● Problem: Only the lines from the one containing "the white window" to the end of the records belong in the output; print them exactly.
===== Data for this exercise
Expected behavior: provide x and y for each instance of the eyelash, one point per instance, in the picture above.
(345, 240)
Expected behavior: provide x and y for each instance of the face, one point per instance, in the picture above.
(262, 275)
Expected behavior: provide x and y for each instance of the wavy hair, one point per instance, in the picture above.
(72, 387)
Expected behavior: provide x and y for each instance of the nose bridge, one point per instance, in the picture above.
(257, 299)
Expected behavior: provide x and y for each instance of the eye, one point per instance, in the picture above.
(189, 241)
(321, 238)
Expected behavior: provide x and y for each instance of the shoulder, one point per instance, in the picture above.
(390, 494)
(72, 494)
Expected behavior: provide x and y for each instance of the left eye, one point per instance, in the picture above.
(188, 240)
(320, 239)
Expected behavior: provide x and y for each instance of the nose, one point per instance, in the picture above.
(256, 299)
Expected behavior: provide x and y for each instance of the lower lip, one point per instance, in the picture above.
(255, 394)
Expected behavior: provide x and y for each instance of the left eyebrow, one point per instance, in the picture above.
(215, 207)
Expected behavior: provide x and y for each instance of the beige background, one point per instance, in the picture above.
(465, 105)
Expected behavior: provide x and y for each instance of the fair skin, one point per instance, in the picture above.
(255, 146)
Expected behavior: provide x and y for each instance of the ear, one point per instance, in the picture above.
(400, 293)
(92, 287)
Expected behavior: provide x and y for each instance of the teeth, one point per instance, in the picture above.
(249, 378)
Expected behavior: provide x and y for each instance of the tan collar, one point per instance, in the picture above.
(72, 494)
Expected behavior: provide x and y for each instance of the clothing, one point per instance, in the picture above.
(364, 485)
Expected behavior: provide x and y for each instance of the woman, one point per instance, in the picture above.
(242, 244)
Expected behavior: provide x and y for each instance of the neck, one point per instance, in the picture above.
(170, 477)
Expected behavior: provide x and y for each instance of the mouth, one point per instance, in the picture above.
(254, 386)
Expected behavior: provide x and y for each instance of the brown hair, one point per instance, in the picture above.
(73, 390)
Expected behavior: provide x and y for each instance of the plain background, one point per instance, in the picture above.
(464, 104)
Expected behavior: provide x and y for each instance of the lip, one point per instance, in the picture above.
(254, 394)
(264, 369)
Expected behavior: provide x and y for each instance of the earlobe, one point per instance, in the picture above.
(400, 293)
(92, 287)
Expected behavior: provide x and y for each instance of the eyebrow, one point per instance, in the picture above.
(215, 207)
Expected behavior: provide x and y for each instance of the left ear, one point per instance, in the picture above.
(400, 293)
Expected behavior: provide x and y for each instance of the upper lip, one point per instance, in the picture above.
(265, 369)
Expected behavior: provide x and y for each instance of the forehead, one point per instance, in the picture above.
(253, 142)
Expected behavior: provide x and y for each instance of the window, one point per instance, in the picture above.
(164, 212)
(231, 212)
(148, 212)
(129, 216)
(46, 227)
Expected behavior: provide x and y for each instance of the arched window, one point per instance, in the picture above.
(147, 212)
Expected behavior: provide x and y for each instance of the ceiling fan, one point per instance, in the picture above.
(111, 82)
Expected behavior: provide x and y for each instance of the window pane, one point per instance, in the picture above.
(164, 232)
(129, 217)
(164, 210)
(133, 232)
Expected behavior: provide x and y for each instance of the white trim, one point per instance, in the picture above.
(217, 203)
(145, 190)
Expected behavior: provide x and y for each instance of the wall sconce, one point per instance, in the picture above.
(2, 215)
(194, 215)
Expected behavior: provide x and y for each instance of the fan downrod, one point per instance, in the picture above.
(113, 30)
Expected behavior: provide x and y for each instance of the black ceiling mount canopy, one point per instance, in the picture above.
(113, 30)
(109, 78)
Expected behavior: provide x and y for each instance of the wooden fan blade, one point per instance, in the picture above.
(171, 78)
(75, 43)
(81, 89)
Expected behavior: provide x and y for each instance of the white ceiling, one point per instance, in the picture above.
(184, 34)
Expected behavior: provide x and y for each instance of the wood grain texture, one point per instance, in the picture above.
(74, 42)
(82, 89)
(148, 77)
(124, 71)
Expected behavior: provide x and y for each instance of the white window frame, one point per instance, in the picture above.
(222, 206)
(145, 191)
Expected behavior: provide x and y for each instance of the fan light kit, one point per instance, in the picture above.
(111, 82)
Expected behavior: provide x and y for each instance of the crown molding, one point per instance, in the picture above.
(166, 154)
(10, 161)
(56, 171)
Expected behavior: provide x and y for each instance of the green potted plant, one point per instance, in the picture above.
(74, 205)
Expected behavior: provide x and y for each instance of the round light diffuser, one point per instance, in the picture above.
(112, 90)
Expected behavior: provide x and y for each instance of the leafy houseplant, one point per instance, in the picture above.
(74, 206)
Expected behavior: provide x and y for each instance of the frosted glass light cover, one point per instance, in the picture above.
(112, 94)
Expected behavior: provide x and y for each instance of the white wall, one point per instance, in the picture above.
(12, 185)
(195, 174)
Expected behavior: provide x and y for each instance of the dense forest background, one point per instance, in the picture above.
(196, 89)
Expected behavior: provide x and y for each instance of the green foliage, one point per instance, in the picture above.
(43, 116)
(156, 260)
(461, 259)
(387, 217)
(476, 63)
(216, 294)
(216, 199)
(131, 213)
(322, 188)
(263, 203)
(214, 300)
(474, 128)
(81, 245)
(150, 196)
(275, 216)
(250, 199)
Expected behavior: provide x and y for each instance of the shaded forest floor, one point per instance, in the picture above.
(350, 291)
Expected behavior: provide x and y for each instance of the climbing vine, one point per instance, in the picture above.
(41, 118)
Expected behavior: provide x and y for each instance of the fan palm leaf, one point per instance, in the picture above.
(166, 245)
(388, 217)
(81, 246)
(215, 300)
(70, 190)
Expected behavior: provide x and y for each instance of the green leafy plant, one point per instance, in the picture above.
==========
● The reply:
Expected behavior: provide x and y for each instance of the white window frame, one point per instance, in the picture above.
(222, 206)
(145, 191)
Expected behavior: provide x and y for each instance of the fan light kit, one point per instance, in the picture above.
(111, 82)
Expected behavior: provide x and y for each instance of the crown molding, one point per instance, in the picture above.
(166, 154)
(10, 161)
(56, 171)
Expected behavior: provide x and y for each instance of the green potted plant, one point per instance, in the picture above.
(74, 205)
Expected behavior: provide x and y for each instance of the round light diffuser, one point per instance, in the picture above.
(112, 90)
Expected behavior: provide x and y for each instance of the leafy houseplant, one point per instance, in the picture above.
(74, 206)
Expected behavior: provide x and y for each instance of the frosted glass light cover, one point per instance, in the picture above.
(112, 94)
Expected behavior: provide x and y for each instance of the white wall, one point per instance, in the picture above.
(12, 185)
(195, 174)
Expected behavior: provide x and y for each instance of the dense forest background, one point per instance, in the picture above.
(196, 89)
Expected behavior: provide x and y for each instance of the green foliage, one point per instance, in the picture above.
(43, 116)
(156, 260)
(461, 259)
(387, 217)
(476, 63)
(216, 294)
(216, 199)
(131, 213)
(322, 188)
(263, 203)
(214, 300)
(474, 128)
(81, 245)
(150, 196)
(275, 216)
(250, 199)
Expected behavior: provide x and y for each instance of the shaded forest floor, one point per instance, in the picture above.
(350, 291)
Expected behavior: provide x and y for each instance of the climbing vine, one point per instance, in the picture above.
(41, 118)
Expected behavior: provide x and y for each instance of the fan palm leaf, one point per instance, in the picture above.
(166, 245)
(388, 217)
(81, 246)
(215, 300)
(70, 190)
Expected behavior: provide x and y for each instance of the green leafy plant, one point per instance, in the picture above.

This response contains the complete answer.